• **Exercise details**:
Please retype the line that contains "hmm ok so the thing I'm after is the lamp" and all lines that follow it to the end of the entries below, exactly as they stand, with nothing added.

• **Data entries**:
——————————

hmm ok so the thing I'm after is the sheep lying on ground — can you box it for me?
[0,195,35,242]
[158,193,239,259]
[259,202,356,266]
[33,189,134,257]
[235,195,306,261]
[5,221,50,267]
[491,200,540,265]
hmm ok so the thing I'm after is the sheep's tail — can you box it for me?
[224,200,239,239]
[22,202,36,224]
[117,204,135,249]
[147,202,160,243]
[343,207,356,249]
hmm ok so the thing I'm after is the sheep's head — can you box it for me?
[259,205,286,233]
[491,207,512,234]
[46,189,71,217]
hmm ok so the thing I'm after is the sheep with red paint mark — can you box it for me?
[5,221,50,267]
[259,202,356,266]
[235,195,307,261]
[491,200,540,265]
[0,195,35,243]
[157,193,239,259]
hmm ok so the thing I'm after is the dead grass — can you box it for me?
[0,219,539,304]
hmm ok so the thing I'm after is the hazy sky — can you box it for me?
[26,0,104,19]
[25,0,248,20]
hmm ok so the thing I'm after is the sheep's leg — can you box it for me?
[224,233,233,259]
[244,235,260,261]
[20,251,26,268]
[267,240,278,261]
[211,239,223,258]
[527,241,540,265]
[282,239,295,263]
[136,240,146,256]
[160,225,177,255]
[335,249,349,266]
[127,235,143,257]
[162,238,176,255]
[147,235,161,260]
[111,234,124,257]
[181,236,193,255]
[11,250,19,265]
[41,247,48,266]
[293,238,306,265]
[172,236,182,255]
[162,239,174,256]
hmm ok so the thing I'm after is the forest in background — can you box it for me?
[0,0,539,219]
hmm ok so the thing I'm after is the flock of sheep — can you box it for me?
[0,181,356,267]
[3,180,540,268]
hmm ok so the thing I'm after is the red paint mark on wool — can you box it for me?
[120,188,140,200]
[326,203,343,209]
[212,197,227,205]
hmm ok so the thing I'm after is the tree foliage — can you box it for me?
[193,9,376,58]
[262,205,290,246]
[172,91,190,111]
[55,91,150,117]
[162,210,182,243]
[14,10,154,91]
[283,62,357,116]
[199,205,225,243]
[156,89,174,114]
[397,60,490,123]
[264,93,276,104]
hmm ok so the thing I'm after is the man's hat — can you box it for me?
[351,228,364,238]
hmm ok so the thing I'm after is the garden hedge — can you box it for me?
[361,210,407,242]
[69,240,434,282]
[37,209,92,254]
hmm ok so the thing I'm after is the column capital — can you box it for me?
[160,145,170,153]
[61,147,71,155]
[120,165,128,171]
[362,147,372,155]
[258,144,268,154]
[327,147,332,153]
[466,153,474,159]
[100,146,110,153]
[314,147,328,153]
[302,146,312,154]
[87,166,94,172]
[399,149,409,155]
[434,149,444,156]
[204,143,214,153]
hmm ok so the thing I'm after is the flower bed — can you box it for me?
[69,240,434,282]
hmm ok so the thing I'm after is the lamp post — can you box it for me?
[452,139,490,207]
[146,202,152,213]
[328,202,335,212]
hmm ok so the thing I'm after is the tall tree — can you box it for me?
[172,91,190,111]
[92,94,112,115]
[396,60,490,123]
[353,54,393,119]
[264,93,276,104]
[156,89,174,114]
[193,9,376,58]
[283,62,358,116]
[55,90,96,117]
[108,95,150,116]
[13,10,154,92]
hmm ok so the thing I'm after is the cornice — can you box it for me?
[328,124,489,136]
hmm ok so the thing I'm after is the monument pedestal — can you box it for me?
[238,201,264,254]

——————————

• **Written solution**:
hmm ok so the thing I'm after is the lamp post — can you box it for me?
[452,139,490,207]
[146,202,152,213]
[328,202,335,212]
hmm ok so the thing I'm after is the tall tree — can you box it for me?
[172,91,190,111]
[92,94,112,115]
[396,60,490,123]
[353,54,393,119]
[264,93,276,104]
[156,89,174,114]
[193,9,376,58]
[283,62,358,116]
[55,90,96,117]
[108,95,150,116]
[13,10,154,92]
hmm ok so the thing I'm after is the cornice — can you box it for me?
[328,124,489,136]
hmm ok so the thing I'm after is the monument pedestal — can you box it for me?
[238,201,264,254]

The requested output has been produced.